___ Provided material

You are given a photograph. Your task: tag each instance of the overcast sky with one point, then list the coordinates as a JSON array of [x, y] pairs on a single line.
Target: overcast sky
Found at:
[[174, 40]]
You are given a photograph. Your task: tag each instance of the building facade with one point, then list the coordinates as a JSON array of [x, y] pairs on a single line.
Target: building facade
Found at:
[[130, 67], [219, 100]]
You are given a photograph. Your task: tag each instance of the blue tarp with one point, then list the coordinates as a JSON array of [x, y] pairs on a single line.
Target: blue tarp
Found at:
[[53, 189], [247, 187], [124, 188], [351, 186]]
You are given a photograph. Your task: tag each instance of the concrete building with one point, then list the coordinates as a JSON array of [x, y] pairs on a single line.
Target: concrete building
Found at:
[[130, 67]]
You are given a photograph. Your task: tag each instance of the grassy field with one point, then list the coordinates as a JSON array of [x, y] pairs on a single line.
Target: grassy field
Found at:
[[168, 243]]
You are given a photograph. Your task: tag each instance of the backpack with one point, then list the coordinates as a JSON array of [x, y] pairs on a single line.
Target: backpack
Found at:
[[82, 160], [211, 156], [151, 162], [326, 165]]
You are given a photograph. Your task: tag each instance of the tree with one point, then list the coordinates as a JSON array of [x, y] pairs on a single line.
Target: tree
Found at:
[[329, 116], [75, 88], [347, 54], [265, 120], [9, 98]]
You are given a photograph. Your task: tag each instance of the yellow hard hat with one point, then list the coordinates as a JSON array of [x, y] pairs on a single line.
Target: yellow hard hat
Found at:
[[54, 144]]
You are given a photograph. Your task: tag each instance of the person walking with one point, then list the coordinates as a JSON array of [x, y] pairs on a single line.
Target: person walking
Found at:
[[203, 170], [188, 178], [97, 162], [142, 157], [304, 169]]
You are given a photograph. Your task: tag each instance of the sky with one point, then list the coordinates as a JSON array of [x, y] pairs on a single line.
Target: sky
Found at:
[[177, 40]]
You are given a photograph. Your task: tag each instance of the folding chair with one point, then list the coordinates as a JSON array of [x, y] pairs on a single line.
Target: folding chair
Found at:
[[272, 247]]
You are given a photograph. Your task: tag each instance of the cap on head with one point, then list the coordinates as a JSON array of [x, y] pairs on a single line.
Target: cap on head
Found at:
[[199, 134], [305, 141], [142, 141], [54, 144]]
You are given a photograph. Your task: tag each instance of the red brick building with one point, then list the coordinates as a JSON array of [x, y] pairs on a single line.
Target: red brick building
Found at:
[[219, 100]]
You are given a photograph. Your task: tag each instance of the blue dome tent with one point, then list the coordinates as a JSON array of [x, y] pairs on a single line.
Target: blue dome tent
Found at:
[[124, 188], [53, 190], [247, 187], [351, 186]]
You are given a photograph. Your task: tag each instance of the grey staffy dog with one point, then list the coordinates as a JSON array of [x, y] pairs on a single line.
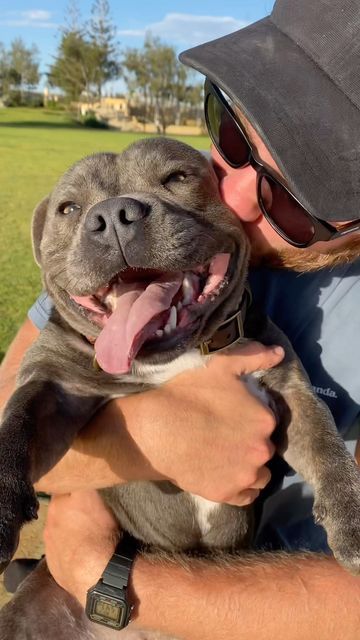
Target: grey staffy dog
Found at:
[[147, 269]]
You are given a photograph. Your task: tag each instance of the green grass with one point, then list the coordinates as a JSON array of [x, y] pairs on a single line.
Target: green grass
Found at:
[[36, 147]]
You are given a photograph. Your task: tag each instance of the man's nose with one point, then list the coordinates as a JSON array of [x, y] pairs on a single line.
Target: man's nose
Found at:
[[237, 188]]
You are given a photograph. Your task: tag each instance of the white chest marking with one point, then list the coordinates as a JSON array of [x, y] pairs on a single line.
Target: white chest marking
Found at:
[[204, 509]]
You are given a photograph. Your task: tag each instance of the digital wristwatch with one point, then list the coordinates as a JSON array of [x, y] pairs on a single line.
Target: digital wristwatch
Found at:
[[107, 601]]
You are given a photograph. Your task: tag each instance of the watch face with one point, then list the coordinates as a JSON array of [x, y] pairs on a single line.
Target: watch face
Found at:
[[107, 610]]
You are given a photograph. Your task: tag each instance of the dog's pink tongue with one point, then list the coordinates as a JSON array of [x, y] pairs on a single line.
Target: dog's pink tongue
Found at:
[[136, 317]]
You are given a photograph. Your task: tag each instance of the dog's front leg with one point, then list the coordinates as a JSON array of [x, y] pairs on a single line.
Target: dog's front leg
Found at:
[[39, 424], [311, 445]]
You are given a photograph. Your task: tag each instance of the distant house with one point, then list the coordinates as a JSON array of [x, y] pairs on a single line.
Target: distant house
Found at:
[[109, 108]]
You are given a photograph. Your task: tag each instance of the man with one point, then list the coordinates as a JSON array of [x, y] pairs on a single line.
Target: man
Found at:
[[294, 80]]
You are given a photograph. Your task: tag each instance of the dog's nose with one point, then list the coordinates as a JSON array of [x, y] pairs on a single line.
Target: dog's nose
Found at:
[[111, 215]]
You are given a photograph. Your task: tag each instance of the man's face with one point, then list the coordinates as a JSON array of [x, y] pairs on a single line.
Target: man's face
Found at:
[[238, 190]]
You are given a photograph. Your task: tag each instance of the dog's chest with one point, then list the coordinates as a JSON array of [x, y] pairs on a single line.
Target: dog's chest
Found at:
[[205, 510]]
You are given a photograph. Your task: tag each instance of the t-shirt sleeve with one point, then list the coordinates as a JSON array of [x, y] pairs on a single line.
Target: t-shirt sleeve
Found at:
[[40, 312]]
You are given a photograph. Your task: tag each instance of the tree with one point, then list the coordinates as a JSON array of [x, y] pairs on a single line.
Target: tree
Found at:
[[72, 69], [4, 70], [155, 73], [86, 56], [23, 65], [102, 40]]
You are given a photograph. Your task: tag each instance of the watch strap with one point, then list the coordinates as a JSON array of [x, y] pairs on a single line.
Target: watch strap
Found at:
[[117, 571]]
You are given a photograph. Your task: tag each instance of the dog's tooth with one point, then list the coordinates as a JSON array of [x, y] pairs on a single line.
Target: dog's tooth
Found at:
[[187, 290], [173, 317]]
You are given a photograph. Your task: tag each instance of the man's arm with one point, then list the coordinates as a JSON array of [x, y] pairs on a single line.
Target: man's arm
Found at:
[[262, 596]]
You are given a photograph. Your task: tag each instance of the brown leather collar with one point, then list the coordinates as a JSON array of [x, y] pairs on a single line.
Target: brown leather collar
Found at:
[[231, 330]]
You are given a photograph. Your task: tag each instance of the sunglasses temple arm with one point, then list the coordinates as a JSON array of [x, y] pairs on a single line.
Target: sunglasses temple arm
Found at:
[[344, 232]]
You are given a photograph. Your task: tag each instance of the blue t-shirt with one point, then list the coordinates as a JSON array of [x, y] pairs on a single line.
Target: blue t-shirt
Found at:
[[319, 314]]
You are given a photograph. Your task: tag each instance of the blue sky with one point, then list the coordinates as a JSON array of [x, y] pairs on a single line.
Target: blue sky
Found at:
[[182, 23]]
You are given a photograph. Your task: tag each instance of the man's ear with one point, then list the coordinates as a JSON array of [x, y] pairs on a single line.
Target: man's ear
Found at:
[[38, 222]]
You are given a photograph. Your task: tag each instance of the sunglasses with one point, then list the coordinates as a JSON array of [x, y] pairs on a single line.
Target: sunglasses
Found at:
[[281, 208]]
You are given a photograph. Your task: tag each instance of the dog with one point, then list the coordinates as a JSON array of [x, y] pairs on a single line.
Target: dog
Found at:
[[147, 269]]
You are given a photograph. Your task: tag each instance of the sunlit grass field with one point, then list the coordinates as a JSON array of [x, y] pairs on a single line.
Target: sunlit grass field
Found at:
[[36, 146]]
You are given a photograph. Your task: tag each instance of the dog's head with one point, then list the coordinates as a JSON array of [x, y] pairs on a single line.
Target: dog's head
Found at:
[[138, 251]]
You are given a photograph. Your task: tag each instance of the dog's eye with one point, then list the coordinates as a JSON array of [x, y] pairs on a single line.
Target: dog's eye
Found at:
[[69, 207], [175, 176]]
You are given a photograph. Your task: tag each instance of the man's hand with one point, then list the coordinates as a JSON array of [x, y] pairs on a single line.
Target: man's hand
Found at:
[[207, 433], [80, 537]]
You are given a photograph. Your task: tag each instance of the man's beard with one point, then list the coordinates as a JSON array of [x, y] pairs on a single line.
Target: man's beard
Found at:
[[303, 260]]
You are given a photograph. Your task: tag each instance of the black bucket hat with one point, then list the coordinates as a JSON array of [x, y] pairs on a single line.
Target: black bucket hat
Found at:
[[296, 76]]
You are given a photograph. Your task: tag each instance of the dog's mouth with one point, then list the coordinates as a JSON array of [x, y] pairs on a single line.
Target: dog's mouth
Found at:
[[150, 309]]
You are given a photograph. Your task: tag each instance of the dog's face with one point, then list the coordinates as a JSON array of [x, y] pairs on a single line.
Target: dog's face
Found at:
[[138, 251]]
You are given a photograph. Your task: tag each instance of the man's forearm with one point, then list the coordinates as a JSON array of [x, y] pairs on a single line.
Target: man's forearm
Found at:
[[284, 597]]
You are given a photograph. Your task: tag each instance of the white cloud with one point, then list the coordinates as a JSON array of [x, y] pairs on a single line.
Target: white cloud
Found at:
[[36, 18], [187, 29], [36, 14]]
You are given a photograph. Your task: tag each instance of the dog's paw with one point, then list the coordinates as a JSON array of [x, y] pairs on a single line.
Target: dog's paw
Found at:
[[341, 520], [18, 504]]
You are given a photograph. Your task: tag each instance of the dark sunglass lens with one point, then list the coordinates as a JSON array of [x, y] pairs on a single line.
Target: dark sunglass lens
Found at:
[[226, 134], [285, 212]]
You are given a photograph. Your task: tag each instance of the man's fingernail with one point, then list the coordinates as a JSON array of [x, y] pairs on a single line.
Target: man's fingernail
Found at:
[[278, 350]]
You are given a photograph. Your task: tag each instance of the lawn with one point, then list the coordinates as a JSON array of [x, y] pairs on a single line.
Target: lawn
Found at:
[[36, 146]]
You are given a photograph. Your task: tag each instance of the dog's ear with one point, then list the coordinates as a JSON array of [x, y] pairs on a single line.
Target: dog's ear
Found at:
[[38, 222]]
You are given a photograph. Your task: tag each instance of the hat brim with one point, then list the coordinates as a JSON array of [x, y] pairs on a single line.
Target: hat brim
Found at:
[[309, 125]]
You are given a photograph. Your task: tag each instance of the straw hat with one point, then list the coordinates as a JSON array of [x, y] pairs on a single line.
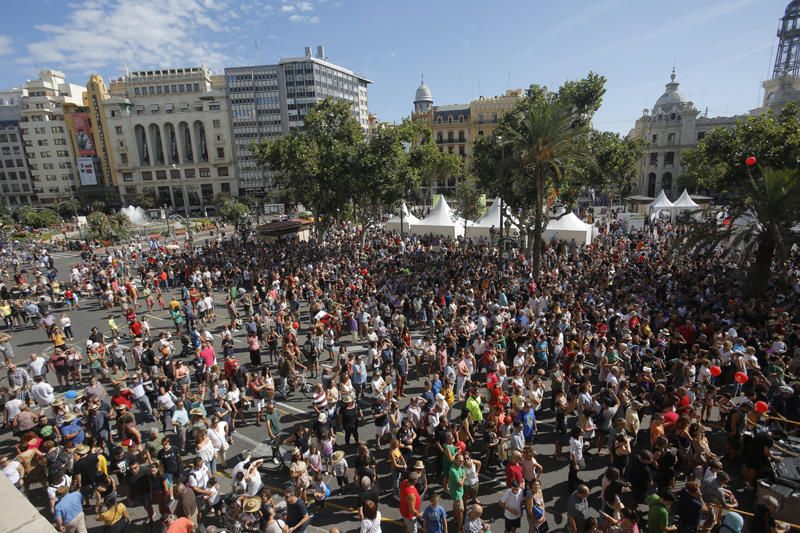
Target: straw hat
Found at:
[[252, 504], [82, 449]]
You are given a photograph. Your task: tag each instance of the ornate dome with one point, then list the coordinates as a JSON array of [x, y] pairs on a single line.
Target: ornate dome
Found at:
[[423, 94], [672, 99]]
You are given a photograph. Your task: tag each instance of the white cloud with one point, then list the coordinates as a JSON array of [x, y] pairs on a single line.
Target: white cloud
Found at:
[[304, 19], [102, 34], [5, 45]]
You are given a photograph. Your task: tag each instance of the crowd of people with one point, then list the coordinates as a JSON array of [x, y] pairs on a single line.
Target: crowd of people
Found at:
[[629, 355]]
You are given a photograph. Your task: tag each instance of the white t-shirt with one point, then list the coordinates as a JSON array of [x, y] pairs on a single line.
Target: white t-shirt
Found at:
[[11, 471], [514, 501]]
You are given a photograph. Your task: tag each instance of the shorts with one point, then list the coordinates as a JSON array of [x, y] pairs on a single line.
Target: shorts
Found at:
[[411, 524]]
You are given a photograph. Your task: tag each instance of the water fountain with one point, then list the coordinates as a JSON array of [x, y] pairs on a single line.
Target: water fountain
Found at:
[[136, 215]]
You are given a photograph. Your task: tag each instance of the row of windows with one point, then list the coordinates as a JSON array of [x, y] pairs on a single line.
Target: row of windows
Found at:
[[15, 187], [167, 89]]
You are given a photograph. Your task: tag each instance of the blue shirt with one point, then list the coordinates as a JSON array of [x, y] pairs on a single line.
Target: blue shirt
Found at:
[[435, 518], [528, 423], [68, 507], [73, 427]]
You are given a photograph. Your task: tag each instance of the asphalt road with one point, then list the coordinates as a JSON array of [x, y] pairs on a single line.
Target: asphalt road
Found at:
[[297, 410]]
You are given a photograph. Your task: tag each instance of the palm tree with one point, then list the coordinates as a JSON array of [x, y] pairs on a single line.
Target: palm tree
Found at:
[[543, 138], [759, 229]]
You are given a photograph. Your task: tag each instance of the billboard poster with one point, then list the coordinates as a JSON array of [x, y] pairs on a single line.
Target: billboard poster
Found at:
[[83, 134], [86, 171]]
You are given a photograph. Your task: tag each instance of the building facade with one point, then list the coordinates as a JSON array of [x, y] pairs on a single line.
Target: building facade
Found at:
[[456, 127], [44, 132], [271, 100], [784, 86], [673, 126], [168, 137], [15, 179]]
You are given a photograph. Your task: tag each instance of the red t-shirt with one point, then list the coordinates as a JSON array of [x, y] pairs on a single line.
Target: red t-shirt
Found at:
[[405, 490], [514, 472]]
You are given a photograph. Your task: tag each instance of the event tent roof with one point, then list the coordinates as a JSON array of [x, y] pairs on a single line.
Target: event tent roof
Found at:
[[685, 201]]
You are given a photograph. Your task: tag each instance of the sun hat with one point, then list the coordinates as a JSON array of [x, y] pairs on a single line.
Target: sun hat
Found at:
[[252, 504]]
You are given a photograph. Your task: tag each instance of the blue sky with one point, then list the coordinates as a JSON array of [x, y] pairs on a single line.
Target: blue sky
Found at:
[[721, 48]]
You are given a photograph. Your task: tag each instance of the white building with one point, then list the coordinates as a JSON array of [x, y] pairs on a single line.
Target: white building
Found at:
[[272, 100], [171, 139], [15, 179], [44, 132]]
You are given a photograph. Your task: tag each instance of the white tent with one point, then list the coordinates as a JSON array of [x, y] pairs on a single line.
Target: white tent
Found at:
[[393, 224], [685, 201], [567, 228], [441, 222], [661, 202], [490, 220]]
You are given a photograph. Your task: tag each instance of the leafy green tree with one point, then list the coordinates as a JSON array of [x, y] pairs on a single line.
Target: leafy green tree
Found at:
[[717, 164], [68, 208], [757, 230], [37, 218], [104, 227], [539, 153], [613, 162], [468, 200], [232, 210], [316, 165]]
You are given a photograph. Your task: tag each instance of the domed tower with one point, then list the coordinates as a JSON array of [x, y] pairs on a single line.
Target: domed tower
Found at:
[[423, 100]]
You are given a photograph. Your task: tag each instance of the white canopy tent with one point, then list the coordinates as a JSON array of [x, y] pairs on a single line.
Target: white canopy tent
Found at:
[[488, 221], [567, 228], [441, 222], [661, 202], [393, 224], [685, 202]]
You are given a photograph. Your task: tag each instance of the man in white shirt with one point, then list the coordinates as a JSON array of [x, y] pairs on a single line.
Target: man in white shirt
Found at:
[[42, 392]]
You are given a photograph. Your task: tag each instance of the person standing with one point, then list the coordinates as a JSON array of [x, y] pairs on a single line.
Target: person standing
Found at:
[[511, 502], [410, 502], [435, 517]]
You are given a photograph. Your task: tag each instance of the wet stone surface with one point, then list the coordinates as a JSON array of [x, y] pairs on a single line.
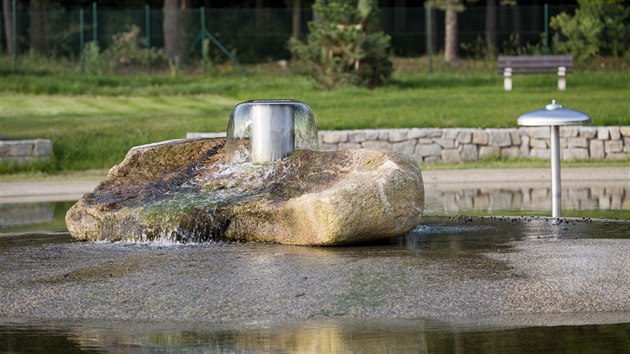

______

Goal - Gather every line of the records above that holds the string "head" and copy each such line.

Reply -
You are given a photograph. Your task: tag each instance of the cap on head with one point, then list the coordinates as a JSON array of [x, y] pairs on a single line.
Target: cap on head
You are given a photograph. Your task: tag each instance of the dog's head with one point, then list the coordinates as a JSON array of [x, y] pairs on a single line.
Target: dog's head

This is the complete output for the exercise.